- **Tindakan yang Diperlukan**
A) Ringkas paragraf teks tentang penanggulangan terorisme yang diawali "Sebagai wujud nyata sinergisitas" menjadi daftar poin singkat, dengan tetap memuat fakta utamanya.
B) Kutip dengan persis bagian teks tentang penanggulangan terorisme dari "Sebagai wujud nyata" sampai "aplikasi zoom meeting.".
C) Tulis lanjutan teks tentang penanggulangan terorisme, mulai setelah kalimat terakhirnya.

Jakarta – Penyebararan paham radikal intoleran yang berujung aksi terorisme di Indonesia tak hanya menyasar kepada masyarakat yang kekurangan ekonomi. Namn penyebaran paham kekerasan ini bisa menyasar seluruh kalangan, tak terkecuali individu yang berpendidikan tinggi. Hal ini bisa terjadi, karena akar masalah munculnya radikal terorisme adalah pemahaman ideologi yang salah. Oleh karena itu, perlu adanya literasi perdamaian dan wawasan kebangsaan untuk masyarakat demi menguatkan keberagaman.
Sebagai wujud nyata sinergisitas Badan Nasional Penanggulangan Terorisne (BNPT) dengan Kementerian/Lembaga, Perusahaan Badan Usaha Milik Negara (BUMN), dan Civitas Akademika dalam penanggulangan terorisme di Indonesia, Kepala BNPT Komjen Pol. Dr. Boy Rafli Amar M.H., bersama Holding Perkebunan Nusantara (PTPN III) dan Universitas Sumatera Utara, menggelar Penandatangan Kerja Sama (PKS) pada Selasa (15/6/2021) di Jakarta. Acara ini diikuti oleh 1.300 peserta yang terdiri dari PTPN III dan USU melalui aplikasi zoom meeting.

- **Kutipan Sumber**
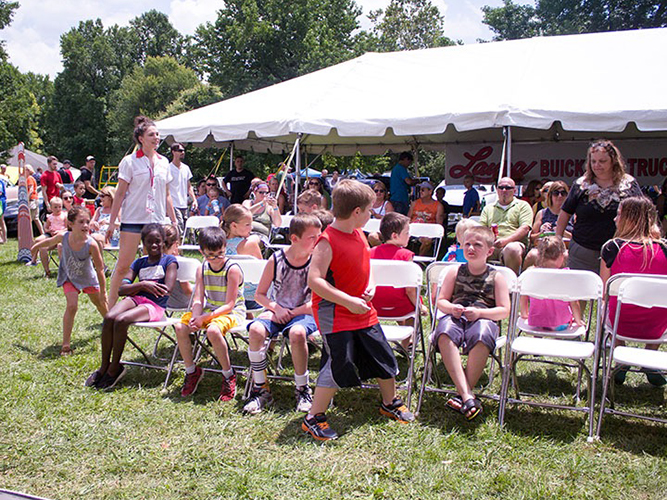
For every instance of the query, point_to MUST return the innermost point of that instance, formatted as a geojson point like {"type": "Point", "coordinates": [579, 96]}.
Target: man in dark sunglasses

- **Jawaban yang Diharapkan**
A)
- Kepala BNPT Komjen Pol. Dr. Boy Rafli Amar M.H., bersama Holding Perkebunan Nusantara (PTPN III) dan Universitas Sumatera Utara, menggelar penandatanganan kerja sama (PKS).
- Waktu dan tempat: Selasa (15/6/2021) di Jakarta.
- Tujuan: wujud nyata sinergi BNPT dengan kementerian/lembaga, BUMN, dan civitas akademika dalam penanggulangan terorisme di Indonesia.
- Peserta: 1.300 orang dari PTPN III dan USU, melalui aplikasi zoom meeting.

B)
Sebagai wujud nyata sinergisitas Badan Nasional Penanggulangan Terorisne (BNPT) dengan Kementerian/Lembaga, Perusahaan Badan Usaha Milik Negara (BUMN), dan Civitas Akademika dalam penanggulangan terorisme di Indonesia, Kepala BNPT Komjen Pol. Dr. Boy Rafli Amar M.H., bersama Holding Perkebunan Nusantara (PTPN III) dan Universitas Sumatera Utara, menggelar Penandatangan Kerja Sama (PKS) pada Selasa (15/6/2021) di Jakarta. Acara ini diikuti oleh 1.300 peserta yang terdiri dari PTPN III dan USU melalui aplikasi zoom meeting.

C)
Penandatangan Perjanjian Kerja Sama ini dihadiri oleh Pejabat Eselon I dan II di lingkungan BNPT, serta dihadiri oleh penyelenggara acara yakni Direktur Utama III (persero) Mohammad Abdul Ghani serta jajaran, dan Rektor Universitas Sumatera Utara (USU) Dr. Muryanto Amin. Perjanjian Kerjasama ini merupakan tindak lanjut atas pertemuan pembahasan Nota Kesepahaman Badan Nasional Penanggulangan Terorisme (BNPT) dengan Kementerian BUMN, pada 28 April 2021 silam.
Perjanjian Kerja Sama dilakukan secara seremonial dengan penandatanganan dari kedua belah pihak. Usai seremonial, Boy Rafli Amar menyampaikan bahwa terorisme merupakan kejahatan kemanusiaan yang berpengaruh terhadap stabilitas nasional. Dampak yang ditimbulkan dari tindak pidana terorisme mengakibatkan kerugian yang besar terhadap negara, dan trauma bagi masyarakat.
“Untuk mencegah meningkatkan aksi maupun korban terorisme di tanah air, negara bertanggung jawab untuk menjaga keselamatan masyarakat, inilah yang BNPT lakukan guna menjalankan amanat tersebut. Oleh karena itu, saya berharap dengan perjanjian kerja bersama-sama kita dapat menangkal paham radikalisme dan intoleran dari akarnya,” ungkap Kepala BNPT.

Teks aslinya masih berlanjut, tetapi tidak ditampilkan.